The problem: For every line in the material, print that line exactly.

Records provided:

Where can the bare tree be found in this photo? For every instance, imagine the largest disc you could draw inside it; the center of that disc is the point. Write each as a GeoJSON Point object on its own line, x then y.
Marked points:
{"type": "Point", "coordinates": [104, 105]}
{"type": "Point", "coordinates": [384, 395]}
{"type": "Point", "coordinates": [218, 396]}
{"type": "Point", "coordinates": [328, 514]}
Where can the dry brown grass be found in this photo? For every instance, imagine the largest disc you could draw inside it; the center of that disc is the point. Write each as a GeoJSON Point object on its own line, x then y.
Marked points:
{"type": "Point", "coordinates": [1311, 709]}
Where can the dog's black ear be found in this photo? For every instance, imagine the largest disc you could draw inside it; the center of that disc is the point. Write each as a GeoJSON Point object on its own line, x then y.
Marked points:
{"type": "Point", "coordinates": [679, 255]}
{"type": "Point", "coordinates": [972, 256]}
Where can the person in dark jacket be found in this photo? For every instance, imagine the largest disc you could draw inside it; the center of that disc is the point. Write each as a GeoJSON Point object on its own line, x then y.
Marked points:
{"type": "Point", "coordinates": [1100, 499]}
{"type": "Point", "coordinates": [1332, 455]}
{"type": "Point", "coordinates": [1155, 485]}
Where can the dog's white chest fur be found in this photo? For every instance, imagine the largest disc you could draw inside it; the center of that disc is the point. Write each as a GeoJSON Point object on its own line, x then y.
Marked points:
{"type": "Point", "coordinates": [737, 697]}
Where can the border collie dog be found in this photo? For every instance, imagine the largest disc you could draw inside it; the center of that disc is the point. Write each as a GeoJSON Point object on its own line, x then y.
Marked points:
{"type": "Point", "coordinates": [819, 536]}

Solved exercise:
Where can the bare tree be found in this photo? For every instance, imagine the largest disc you could draw inside it; the center of that disc is the point. Write each as a GeoJSON Point object on its own line, x then y.
Marked points:
{"type": "Point", "coordinates": [104, 105]}
{"type": "Point", "coordinates": [384, 395]}
{"type": "Point", "coordinates": [218, 396]}
{"type": "Point", "coordinates": [328, 514]}
Where can the dry brown grass be found in this photo? For every instance, imagine the largest disc you could draw inside it; the center of that disc is the point. Write each as a GeoJSON Point object on its own line, x then y.
Marked points:
{"type": "Point", "coordinates": [1311, 709]}
Where can the dog's black ear be found in this photo? For every instance, imagine the largest disc you could draw inside it; the center of that disc is the point. Write each as a GeoJSON Point object on its own line, x then y.
Marked points:
{"type": "Point", "coordinates": [679, 255]}
{"type": "Point", "coordinates": [972, 256]}
Where can the person in dark jacket be found in this photo? For every instance, imagine the largest disc you could draw inside it; the center of that disc is the point. Write each as a GeoJSON Point object on its own line, x then y.
Marked points:
{"type": "Point", "coordinates": [1100, 499]}
{"type": "Point", "coordinates": [1332, 455]}
{"type": "Point", "coordinates": [1155, 485]}
Where can the dog's white chest fur be found in this photo? For every instance, imagine the largest disc you could draw inside it; the center of that disc is the point. Write each as a GeoJSON Point object on its own line, x then y.
Marked points:
{"type": "Point", "coordinates": [737, 697]}
Where can the border collie dog be found in this photo? For every instance, imagine the largest disc you could draw inside it; the center of that disc is the point. Write each as a GeoJSON Point object on its own line, x then y.
Marked points:
{"type": "Point", "coordinates": [819, 536]}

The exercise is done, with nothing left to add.